» **Point localization data**:
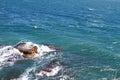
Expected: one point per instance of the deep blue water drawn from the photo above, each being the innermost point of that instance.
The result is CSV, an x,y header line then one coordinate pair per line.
x,y
87,30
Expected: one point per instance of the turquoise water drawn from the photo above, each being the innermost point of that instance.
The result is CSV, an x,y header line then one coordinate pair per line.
x,y
87,30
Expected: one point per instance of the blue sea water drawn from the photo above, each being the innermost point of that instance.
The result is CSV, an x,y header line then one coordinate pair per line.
x,y
87,30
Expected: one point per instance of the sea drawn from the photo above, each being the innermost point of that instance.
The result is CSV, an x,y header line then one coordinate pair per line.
x,y
88,31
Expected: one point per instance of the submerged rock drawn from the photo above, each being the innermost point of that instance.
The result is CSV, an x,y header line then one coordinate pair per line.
x,y
28,49
51,69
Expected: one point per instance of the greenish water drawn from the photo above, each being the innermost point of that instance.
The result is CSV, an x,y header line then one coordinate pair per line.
x,y
88,32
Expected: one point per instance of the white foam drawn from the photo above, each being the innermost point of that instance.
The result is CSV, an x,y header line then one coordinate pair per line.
x,y
53,72
25,75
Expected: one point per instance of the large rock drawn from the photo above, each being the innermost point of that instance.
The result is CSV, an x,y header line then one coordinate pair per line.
x,y
28,49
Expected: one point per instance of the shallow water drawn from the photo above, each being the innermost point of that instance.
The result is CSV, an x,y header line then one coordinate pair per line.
x,y
88,32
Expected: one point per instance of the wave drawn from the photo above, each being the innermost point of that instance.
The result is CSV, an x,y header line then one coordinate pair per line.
x,y
46,63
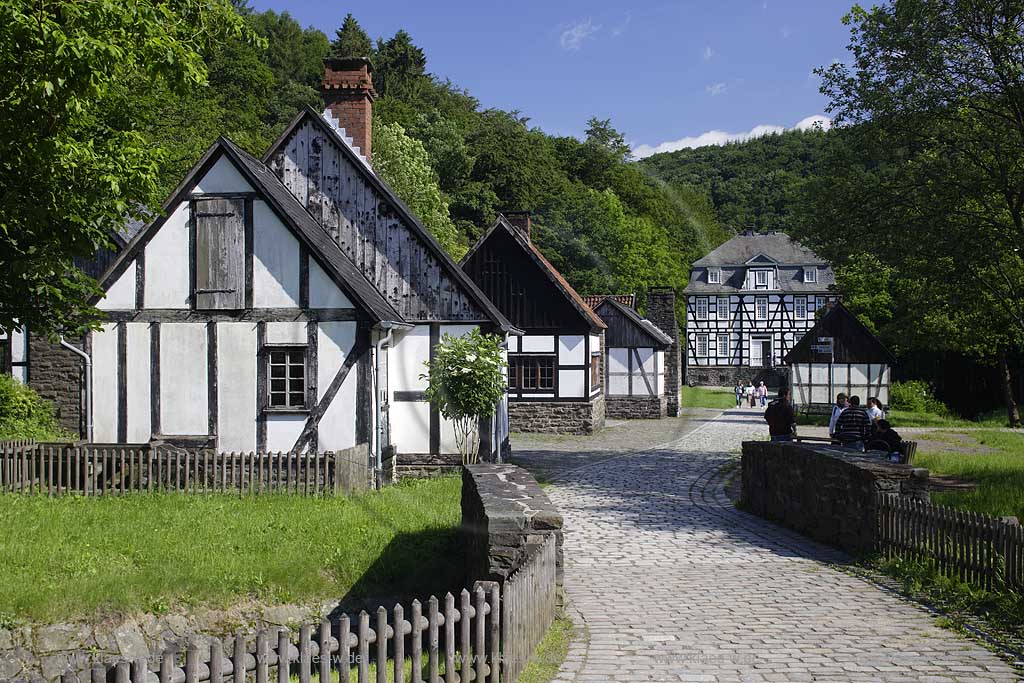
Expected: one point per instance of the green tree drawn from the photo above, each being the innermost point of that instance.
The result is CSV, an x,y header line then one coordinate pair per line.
x,y
351,41
403,163
75,165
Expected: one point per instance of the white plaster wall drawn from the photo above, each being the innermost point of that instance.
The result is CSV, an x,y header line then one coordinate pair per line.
x,y
275,261
104,383
571,350
538,344
138,391
183,407
570,383
121,295
323,292
222,177
292,332
167,263
337,428
237,386
407,358
283,431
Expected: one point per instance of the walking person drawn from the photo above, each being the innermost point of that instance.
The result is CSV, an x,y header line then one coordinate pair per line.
x,y
780,417
853,426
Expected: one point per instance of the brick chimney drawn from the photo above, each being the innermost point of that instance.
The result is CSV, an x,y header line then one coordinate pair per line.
x,y
519,220
348,93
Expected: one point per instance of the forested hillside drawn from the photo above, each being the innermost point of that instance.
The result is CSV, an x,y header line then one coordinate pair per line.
x,y
602,220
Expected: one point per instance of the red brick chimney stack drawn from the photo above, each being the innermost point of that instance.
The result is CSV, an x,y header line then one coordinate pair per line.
x,y
520,221
348,92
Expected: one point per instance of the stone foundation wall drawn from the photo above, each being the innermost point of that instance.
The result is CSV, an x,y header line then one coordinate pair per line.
x,y
56,375
828,494
505,515
557,417
637,408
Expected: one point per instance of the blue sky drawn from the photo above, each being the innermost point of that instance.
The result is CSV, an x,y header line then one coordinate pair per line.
x,y
668,74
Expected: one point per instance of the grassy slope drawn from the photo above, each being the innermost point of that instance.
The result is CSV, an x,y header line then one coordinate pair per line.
x,y
999,475
80,557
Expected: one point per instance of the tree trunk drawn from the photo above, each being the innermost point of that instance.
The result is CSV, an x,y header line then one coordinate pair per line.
x,y
1007,380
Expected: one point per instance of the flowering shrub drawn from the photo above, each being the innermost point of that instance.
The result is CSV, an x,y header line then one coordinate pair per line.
x,y
466,383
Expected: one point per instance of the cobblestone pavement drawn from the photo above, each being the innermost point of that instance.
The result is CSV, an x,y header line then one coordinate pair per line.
x,y
669,582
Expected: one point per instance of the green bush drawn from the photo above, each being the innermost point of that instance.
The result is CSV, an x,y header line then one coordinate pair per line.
x,y
24,415
915,396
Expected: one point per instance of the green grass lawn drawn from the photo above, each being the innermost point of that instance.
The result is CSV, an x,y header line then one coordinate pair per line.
x,y
999,475
720,398
84,557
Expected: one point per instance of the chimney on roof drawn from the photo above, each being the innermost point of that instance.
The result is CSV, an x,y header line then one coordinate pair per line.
x,y
520,221
348,93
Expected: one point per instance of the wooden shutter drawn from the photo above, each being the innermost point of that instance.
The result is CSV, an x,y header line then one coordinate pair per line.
x,y
220,253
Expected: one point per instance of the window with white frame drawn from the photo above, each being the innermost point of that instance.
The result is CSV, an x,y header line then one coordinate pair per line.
x,y
761,308
723,308
800,308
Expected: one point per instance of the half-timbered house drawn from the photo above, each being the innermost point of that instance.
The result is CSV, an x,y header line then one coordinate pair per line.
x,y
555,369
748,303
288,303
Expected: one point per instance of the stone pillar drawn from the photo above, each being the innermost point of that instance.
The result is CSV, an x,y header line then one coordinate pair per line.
x,y
662,311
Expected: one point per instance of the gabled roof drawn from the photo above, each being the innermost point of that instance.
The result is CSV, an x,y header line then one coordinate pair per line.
x,y
852,341
577,301
288,209
645,326
410,218
747,246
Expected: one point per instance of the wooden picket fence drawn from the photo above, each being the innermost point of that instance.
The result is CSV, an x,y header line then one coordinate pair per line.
x,y
485,636
969,546
96,470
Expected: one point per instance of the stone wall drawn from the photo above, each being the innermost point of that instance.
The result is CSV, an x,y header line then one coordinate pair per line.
x,y
826,493
56,375
505,515
557,417
637,408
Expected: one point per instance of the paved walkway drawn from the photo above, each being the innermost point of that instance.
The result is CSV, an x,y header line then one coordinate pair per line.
x,y
670,583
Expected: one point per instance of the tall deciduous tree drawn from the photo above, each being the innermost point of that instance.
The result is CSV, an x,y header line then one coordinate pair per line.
x,y
73,164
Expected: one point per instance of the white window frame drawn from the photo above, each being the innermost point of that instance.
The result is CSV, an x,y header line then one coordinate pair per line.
x,y
701,341
757,308
700,314
800,308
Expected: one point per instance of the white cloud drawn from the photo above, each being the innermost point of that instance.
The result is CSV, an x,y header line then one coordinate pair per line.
x,y
723,137
573,37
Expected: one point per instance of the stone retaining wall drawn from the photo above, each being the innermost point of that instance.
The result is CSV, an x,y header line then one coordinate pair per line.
x,y
505,515
557,417
826,493
637,408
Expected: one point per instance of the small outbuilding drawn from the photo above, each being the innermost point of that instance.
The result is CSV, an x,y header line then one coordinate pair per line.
x,y
839,353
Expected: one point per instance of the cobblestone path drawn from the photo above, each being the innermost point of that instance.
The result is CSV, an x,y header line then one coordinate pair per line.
x,y
669,582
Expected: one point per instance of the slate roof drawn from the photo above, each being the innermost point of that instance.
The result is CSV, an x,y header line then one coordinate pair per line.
x,y
777,246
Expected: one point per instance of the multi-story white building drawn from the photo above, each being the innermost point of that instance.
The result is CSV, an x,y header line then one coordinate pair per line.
x,y
748,303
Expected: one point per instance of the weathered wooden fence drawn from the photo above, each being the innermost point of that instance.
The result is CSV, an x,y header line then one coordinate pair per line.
x,y
97,470
527,608
969,546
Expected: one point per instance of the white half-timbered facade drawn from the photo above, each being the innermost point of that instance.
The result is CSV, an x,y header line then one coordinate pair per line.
x,y
749,302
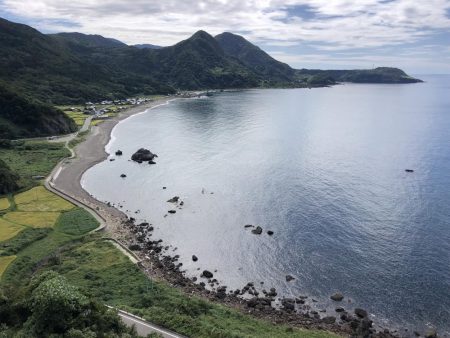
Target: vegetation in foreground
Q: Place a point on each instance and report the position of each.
(8, 181)
(49, 306)
(28, 161)
(21, 117)
(103, 273)
(43, 269)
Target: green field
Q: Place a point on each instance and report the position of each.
(32, 158)
(31, 248)
(8, 230)
(104, 273)
(4, 203)
(4, 262)
(40, 199)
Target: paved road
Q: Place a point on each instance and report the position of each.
(144, 328)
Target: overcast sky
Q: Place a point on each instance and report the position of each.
(410, 34)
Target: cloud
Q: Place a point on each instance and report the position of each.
(321, 25)
(342, 23)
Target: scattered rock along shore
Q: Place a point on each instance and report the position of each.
(159, 264)
(159, 261)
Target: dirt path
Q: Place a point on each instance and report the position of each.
(65, 178)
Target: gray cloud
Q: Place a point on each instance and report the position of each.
(326, 25)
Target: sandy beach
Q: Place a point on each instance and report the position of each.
(66, 178)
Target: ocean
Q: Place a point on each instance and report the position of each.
(324, 169)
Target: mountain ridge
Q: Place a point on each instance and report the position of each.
(68, 68)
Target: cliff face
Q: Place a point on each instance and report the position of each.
(21, 118)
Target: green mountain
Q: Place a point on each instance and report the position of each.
(376, 75)
(88, 40)
(60, 70)
(21, 118)
(8, 179)
(196, 63)
(147, 46)
(74, 67)
(253, 57)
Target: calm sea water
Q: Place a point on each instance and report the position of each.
(324, 169)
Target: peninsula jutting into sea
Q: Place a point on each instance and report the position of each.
(202, 188)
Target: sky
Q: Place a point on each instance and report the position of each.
(328, 34)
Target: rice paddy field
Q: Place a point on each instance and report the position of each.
(4, 262)
(8, 230)
(4, 203)
(36, 224)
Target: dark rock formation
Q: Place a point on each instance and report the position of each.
(329, 320)
(289, 278)
(143, 155)
(257, 231)
(207, 274)
(360, 313)
(337, 297)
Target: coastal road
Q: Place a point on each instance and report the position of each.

» **What this task involves**: Show all lines above holding "window".

» **Result for this task**:
Expected: one point per instance of the window with white frame drawn from the photo above, each being the innermost point of that instance.
Expected: one point per instance of the white window frame drawn from the photo above, each being the innermost point of that instance.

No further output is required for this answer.